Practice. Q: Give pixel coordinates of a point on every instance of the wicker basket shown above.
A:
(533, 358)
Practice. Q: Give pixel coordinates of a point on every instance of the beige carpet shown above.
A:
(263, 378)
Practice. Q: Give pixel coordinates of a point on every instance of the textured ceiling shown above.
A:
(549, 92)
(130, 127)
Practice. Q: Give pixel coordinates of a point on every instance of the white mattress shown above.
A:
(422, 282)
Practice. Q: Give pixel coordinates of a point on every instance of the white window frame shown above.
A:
┄┄┄┄┄┄
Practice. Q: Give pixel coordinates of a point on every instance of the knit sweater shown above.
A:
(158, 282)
┄┄┄┄┄┄
* **WHAT THIS TASK INVOLVES**
Where a line above holds the word "white", copy it.

* **EXERCISE RESULT**
Practice. Q: Give pixel coordinates of a point on every instance of the white mattress shown above.
Practice. Q: Give pixel coordinates of a point on every instance of the white window frame shown above.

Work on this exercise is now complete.